Work instruction – Continue the page text about Waters Corp. CIO Brook Colangelo's digital workplace effort, picking up after its final sentence.

Page text –

....

Waters Corp. CIO Brook Colangelo

Waters Corp. CIO Brook Colangelo

Perhaps nowhere is this more true than at Waters, whose mass spectrometers, liquid chromatography and analytics software are part of a multi-billion market for laboratory technology that helps pharmaceutical companies test treatments — an increasingly critical enterprise as drugmakers scramble to cultivate viable vaccines for COVID-19.

To give employees access to tools that would help them better facilitate sales and field service operations, Colangelo turned to a digital workplace strategy supported by a modified Spotify “squad” model, which included teams of six to eight people working with an agile methodology. A program manager envisioned how to prioritize and design the look and feel of the workplace architecture, while a senior director of infrastructure operations assisted in shaping the implementation, which included the Microsoft Office 365 suite, among other cloud applications. Cybersecurity staffers also weighed in on the effort, which includes multi-factor authentication among other checks and balances.

The squads spent eight weeks identifying challenges and designing the digital workplace before launching a minimum viable product (MVP), and have been tweaking and refining the services ever since. “We were able to mash talent sets and skills to envision new ways of working,” Colangelo says.

Cloud adoption ticks up

As work-from-home exploded in March, Waters employees began engaging in 7,000 daily sessions of Microsoft Teams, which enables video and audio conferencing and chat.

“Video and voice [consumption via Teams] has gone through the roof,” Colangelo says, adding that Teams and other popular collaboration tools have enabled Waters to eliminate corporate desk phones. Waters’ IT also moved lab workers to “cloud-based” desktops and applications, some of which are hosted in Microsoft Azure and Amazon Web Services. These tools help engineers share large CAD files for critical lab work and software development securely.

The squad model was hardly limited to the digital workplace, as Colangelo early in his tenure also deployed a separate team to revamp The squad removed friction to provide customers a better shopping experience online. Colangelo adds that Waters experienced double digit spike in online engagements as the coronavirus began wending its way around the world.

....

Exercise data –
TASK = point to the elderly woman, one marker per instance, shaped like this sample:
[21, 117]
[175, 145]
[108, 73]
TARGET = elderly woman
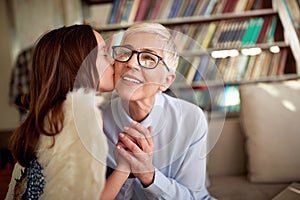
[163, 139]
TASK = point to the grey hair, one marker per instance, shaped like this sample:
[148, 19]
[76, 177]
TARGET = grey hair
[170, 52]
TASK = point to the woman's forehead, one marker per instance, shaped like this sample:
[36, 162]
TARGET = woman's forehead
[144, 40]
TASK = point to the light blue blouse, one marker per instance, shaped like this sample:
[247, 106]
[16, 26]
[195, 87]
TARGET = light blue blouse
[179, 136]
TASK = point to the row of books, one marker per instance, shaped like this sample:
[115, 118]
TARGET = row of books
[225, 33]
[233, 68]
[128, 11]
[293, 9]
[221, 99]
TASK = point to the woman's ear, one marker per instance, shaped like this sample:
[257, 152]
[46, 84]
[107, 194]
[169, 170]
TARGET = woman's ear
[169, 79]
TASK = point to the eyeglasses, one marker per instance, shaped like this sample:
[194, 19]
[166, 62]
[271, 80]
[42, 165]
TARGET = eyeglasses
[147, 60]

....

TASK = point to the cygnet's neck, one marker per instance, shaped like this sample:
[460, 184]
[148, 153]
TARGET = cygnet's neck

....

Exercise answer –
As Waters continues to build instruments, software and other tools that pharmaceutical companies require as they scramble to create drug treatments for Covid-19, Colangelo says it’s more important than ever for the company to align its transformation efforts to support the volatile market for laboratory science.

“The word’s going to be a lot different, but I’m excited about embracing that change,” Colangelo says. “We’re optimistic in science’s ability to solve this rapidly.”

Tips for crafting a digital workplace

To that end, Colangelo offers the following formula for a successful digital workplace strategy.

Think like a platform leader. Focus on getting an MVP out and then continual add value for your customers. “I am focused with constantly bringing new features and solutions to our customers,” Colangelo says. With the COVID-19 crisis, Waters has scaled its platforms for wide-scale use.

Adopt a growth mindset. Everything can’t be perfect all the time, so you need to learn from issues and build on it. That’s what make these platforms better and more widely adopted by users.

Obsess on user adoption.  Rather than focus just on hitting a timeline or go live date, leaders need to home in on user adoption. For Waters this included monitoring adoption and tweaking its platform continually to boost that metric. And don’t think training must be completed before the go-live date. Instead, consider training to be a part of your follow-on adoption strategy as well. “We have been on the platform for a year and we are offering more training,” Colangelo says. “It really helps with adoption.”